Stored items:
---
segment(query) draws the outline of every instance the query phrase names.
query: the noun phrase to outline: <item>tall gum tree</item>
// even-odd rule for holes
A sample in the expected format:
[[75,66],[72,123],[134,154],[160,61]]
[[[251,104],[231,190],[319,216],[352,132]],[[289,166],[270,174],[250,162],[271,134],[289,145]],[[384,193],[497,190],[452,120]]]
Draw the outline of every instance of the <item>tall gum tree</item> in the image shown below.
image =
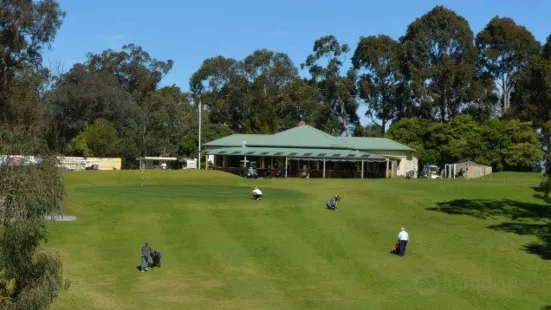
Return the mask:
[[447,121],[472,100],[477,50],[469,23],[437,6],[411,23],[400,38],[402,72],[423,117]]
[[496,16],[476,36],[480,69],[496,81],[503,111],[511,107],[511,93],[519,74],[538,55],[540,44],[528,29],[511,18]]
[[402,76],[398,42],[386,35],[362,37],[352,57],[359,97],[367,106],[366,115],[384,135],[397,114]]
[[512,114],[535,128],[551,121],[551,35],[539,56],[518,76],[511,96]]
[[321,37],[301,64],[301,68],[308,69],[310,83],[319,89],[327,108],[323,130],[335,135],[353,130],[359,122],[355,72],[341,74],[349,51],[348,45],[339,43],[334,36]]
---
▶ _EXERCISE INSTRUCTIONS_:
Reproduce every record exactly; images stay out.

▶ _COMPLETED TASK_:
segment(query) draws the outline of every instance the query phrase names.
query: the noun phrase to outline: <item>tall gum tree</item>
// even-odd rule for holes
A sample in the expected format:
[[75,66],[72,123],[134,154],[160,61]]
[[[251,104],[231,190],[319,216],[352,132]],[[289,166],[270,174],[250,162],[271,134],[289,145]],[[384,193],[497,190],[452,120]]]
Draw the outline of every instance of the <item>tall gum tree</item> in the image shown below.
image =
Return the mask:
[[447,121],[472,100],[477,50],[469,23],[437,6],[411,23],[400,38],[402,72],[423,117]]
[[496,16],[476,36],[480,69],[496,81],[503,111],[511,107],[511,93],[519,74],[538,55],[540,44],[528,29],[511,18]]
[[402,76],[398,42],[386,35],[362,37],[352,57],[359,97],[367,106],[366,115],[384,135],[397,114]]
[[512,114],[535,128],[551,121],[551,35],[539,56],[518,76],[511,96]]
[[321,37],[301,64],[301,68],[308,69],[310,83],[319,89],[327,108],[323,130],[335,135],[353,130],[359,122],[355,72],[341,74],[349,51],[348,45],[339,43],[334,36]]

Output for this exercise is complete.